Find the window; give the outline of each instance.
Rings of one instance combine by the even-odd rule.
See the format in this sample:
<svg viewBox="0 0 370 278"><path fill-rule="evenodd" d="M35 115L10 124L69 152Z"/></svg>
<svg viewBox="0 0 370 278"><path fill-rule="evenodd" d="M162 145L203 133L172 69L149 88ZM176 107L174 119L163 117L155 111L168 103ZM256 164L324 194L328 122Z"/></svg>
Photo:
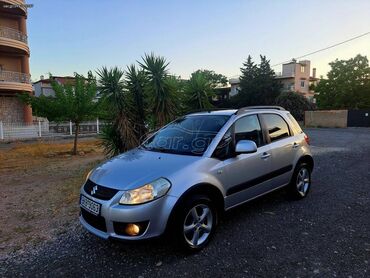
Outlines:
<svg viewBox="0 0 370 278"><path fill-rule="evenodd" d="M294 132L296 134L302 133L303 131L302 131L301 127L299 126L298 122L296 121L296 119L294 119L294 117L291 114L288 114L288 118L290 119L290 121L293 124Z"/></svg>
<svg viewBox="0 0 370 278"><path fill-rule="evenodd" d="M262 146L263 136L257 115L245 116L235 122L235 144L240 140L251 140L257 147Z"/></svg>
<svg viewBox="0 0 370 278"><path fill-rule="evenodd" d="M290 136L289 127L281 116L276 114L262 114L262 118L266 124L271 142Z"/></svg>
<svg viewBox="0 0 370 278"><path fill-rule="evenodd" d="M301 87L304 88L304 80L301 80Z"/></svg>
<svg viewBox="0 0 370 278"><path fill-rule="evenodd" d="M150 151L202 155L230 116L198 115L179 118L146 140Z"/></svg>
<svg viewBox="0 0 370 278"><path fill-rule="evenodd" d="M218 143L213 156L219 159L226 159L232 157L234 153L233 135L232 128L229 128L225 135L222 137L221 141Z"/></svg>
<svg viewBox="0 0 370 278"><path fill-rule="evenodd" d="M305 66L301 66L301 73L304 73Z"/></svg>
- - - - -
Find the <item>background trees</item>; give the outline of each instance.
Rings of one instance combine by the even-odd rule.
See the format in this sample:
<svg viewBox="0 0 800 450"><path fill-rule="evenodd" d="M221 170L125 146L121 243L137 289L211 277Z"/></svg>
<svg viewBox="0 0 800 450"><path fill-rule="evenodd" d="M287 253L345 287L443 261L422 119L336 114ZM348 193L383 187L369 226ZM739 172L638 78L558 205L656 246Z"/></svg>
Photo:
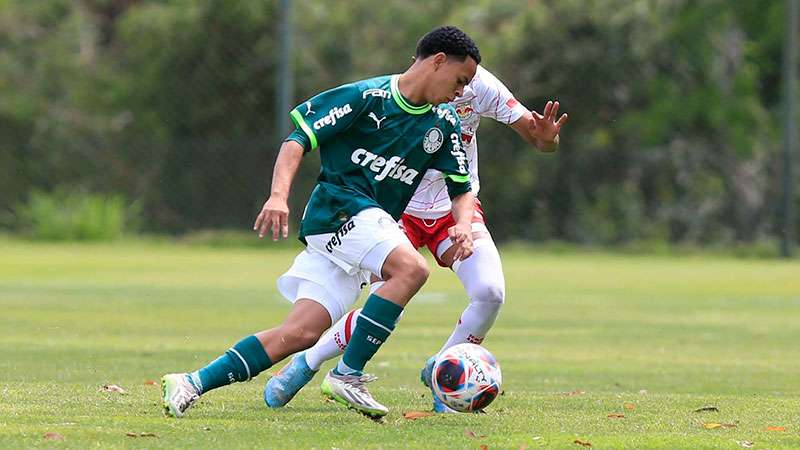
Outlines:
- - - - -
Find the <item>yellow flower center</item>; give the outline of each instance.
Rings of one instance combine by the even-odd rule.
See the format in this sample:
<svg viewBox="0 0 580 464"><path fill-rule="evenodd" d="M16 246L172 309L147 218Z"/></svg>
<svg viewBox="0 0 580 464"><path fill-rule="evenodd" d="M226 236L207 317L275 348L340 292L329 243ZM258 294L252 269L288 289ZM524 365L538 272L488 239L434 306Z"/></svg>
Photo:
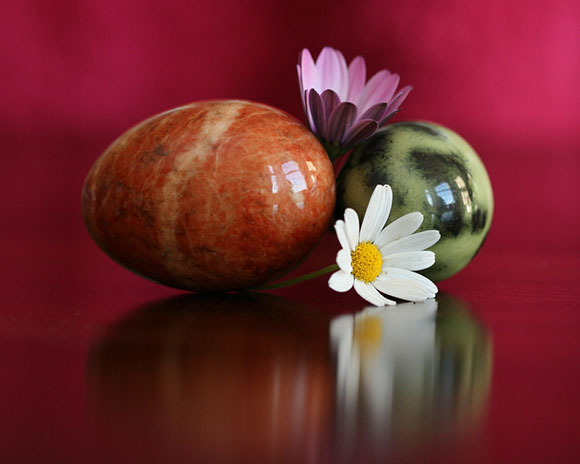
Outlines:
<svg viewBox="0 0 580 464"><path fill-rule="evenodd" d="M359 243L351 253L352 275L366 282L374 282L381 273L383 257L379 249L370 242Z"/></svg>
- - - - -
■ **DIRECTIONS**: Go through the entries and report every line with the string "each".

■ **RESULT OF THE TASK**:
Find the window; give the outline of each instance.
Find the <item>background trees</item>; give the outline of each instance.
Find the <item>yellow flower center</item>; give the outline of each instance.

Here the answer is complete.